Pointing records
---+---
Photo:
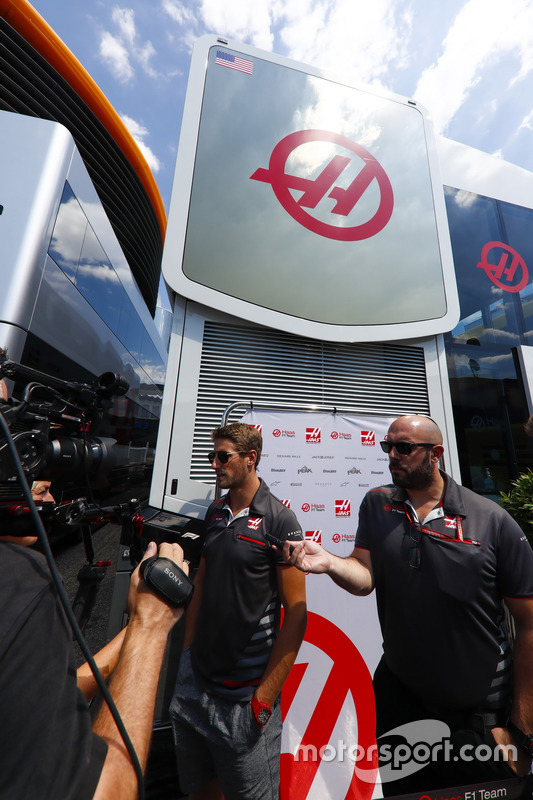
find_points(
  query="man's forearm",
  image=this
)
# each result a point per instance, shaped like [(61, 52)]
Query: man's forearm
[(350, 574), (106, 660), (283, 654), (522, 711), (133, 688)]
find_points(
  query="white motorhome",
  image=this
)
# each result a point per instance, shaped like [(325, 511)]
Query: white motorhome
[(333, 266)]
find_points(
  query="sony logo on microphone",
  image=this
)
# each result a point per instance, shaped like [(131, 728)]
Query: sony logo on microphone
[(173, 576)]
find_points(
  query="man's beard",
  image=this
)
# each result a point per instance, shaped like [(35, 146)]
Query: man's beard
[(416, 478)]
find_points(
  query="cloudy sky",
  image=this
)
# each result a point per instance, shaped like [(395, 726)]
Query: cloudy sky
[(469, 62)]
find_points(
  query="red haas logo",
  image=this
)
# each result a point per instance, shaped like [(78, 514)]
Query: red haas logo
[(342, 508), (312, 435), (368, 438)]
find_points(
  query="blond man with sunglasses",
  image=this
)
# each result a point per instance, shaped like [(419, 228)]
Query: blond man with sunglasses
[(442, 561), (226, 711)]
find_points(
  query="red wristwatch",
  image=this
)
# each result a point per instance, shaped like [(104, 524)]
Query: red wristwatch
[(261, 711)]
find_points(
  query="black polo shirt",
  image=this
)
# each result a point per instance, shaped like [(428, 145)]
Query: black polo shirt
[(240, 591), (442, 622)]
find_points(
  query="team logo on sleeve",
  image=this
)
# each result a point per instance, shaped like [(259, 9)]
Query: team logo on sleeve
[(342, 508), (312, 435)]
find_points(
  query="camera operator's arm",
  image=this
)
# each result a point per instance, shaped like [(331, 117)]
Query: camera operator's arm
[(134, 682), (106, 661)]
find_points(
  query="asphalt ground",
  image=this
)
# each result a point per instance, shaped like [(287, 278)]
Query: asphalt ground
[(70, 558)]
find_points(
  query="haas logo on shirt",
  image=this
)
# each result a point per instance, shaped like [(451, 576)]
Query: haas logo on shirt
[(342, 508)]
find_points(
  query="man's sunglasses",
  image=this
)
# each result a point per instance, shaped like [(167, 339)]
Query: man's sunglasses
[(404, 448), (223, 456)]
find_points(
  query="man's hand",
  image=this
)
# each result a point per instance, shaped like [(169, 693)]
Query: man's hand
[(135, 680), (143, 603), (522, 764), (306, 556)]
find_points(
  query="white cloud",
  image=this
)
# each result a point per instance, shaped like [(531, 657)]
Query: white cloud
[(139, 133), (124, 19), (358, 41), (115, 55), (527, 122), (482, 33), (242, 20), (122, 50), (178, 12)]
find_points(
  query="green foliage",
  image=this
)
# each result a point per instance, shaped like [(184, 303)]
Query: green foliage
[(519, 502)]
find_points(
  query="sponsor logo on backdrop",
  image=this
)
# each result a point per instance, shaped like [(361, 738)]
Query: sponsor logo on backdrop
[(368, 438), (341, 435), (342, 508), (313, 507), (312, 435), (343, 537), (277, 432)]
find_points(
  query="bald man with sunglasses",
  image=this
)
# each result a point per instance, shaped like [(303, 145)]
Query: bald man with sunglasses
[(442, 560)]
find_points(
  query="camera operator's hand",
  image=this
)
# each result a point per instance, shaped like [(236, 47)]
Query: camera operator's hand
[(135, 679), (141, 598)]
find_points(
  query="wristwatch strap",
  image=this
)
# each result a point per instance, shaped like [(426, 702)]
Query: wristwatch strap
[(524, 740), (261, 711)]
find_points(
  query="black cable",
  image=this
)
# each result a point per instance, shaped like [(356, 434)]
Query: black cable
[(68, 610)]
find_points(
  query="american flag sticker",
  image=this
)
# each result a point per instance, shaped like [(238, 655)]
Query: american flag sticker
[(234, 62)]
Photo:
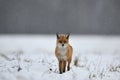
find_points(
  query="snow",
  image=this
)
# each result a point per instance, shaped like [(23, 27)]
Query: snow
[(31, 57)]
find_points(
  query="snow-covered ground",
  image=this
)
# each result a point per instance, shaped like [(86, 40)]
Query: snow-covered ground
---+---
▶ _WORK TO COMPLETE_: Copy every one of the records above verbatim, omitting the pictures.

▶ _EXERCISE SOLUTION_:
Photo:
find_points(
  query="man's forearm",
  image=this
)
# each result a point per instance, shaped like [(61, 52)]
Query: man's forearm
[(350, 574), (106, 660), (283, 654), (522, 711), (133, 688)]
find_points(
  query="white motorhome",
  image=this
)
# each result a point per instance, shaped like [(325, 511)]
Query: white motorhome
[(333, 266)]
find_points(
  query="sony logo on microphone",
  image=this
)
# each result a point per instance, shaped like [(131, 728)]
Query: sony logo on microphone
[(173, 576)]
find_points(
  query="man's beard",
  image=this
)
# each result a point per instance, shaped like [(35, 146)]
Query: man's beard
[(416, 478)]
find_points(
  query="cloudy sky",
  image=this
)
# each result a point per instance, shaped like [(395, 726)]
Query: cloudy sky
[(469, 62)]
find_points(
  query="red haas logo",
  image=this
)
# each result a point per instance, shaped like [(78, 514)]
Query: red haas logo
[(342, 508), (312, 435), (368, 438)]
find_points(
  query="blond man with sunglasses",
  image=this
)
# each result a point per instance, shaped like [(419, 228)]
Query: blond man with sunglasses
[(442, 561), (226, 711)]
find_points(
  query="red wristwatch",
  image=this
)
# each result a point per instance, shaped like [(104, 524)]
Query: red wristwatch
[(261, 711)]
find_points(
  query="black polo shirt",
  image=this
)
# each result a point per instance, shaped like [(428, 145)]
Query: black polo shirt
[(240, 591), (442, 622)]
find_points(
  query="team logo on sleeve",
  image=this
)
# each result a point per instance, shaped like [(259, 9)]
Query: team logo on sleeve
[(342, 508), (312, 435)]
find_points(
  query="camera operator's arm",
  image=this
)
# each result a point per instance, shaped like [(331, 117)]
Query: camera operator's arm
[(134, 682), (106, 661)]
find_points(
  query="asphalt ground",
  image=this
)
# each result a point per instance, shaped like [(287, 278)]
Query: asphalt ground
[(70, 558)]
find_points(
  query="haas logo on shirt",
  image=this
)
# each result a point per instance, shaped like [(451, 576)]
Query: haas logo on shirt
[(342, 508)]
find_points(
  query="man's sunglasses",
  image=this
)
# each result a point per instance, shaped like [(167, 339)]
Query: man's sunglasses
[(404, 448), (223, 456)]
find_points(
  query="man's hand",
  image=this
)
# each result a point per instance, shaped like [(169, 693)]
Query: man's hand
[(135, 680), (143, 603), (522, 764), (306, 556)]
find_points(
  query="white cloud",
  image=this
)
# each result a point per instance, shaped like [(531, 657)]
Query: white cloud
[(139, 133), (124, 19), (358, 41), (115, 55), (527, 122), (482, 33), (242, 20), (122, 50), (178, 12)]
find_points(
  query="green foliage",
  image=this
)
# each result a point per instance, shaped like [(184, 303)]
Query: green foliage
[(519, 502)]
find_points(
  query="sponsor logo on backdrop",
  image=this
)
# each result a point per instance, shaped like [(361, 738)]
Query: sponsor logo on backdrop
[(368, 438), (341, 435), (342, 508), (313, 507), (312, 435), (343, 537), (277, 432)]
find_points(
  query="bald man with sunglasses",
  image=this
)
# each result a point per instance, shaped like [(303, 145)]
Query: bald man with sunglasses
[(442, 560)]
find_points(
  query="camera operator's hand",
  image=this
)
# each result a point per instance, shaped like [(236, 47)]
Query: camera operator's hand
[(135, 679), (141, 598)]
find_points(
  query="wristwatch strap",
  image=this
)
# each result a point per instance, shaped like [(426, 702)]
Query: wristwatch strap
[(524, 740), (261, 711)]
find_points(
  query="black cable",
  image=this
)
# each result a point per instance, shaped like [(356, 434)]
Query: black cable
[(68, 610)]
find_points(
  query="american flag sticker",
  image=this
)
# each result a point per instance, shaped like [(238, 655)]
Query: american flag sticker
[(234, 62)]
Photo:
find_points(
  query="snow",
  image=this
)
# each result a point per instance, shaped like [(23, 27)]
Query: snow
[(31, 57)]
find_points(
  query="snow-covered ground",
  image=this
)
# each result a point per instance, shaped like [(86, 40)]
Query: snow-covered ground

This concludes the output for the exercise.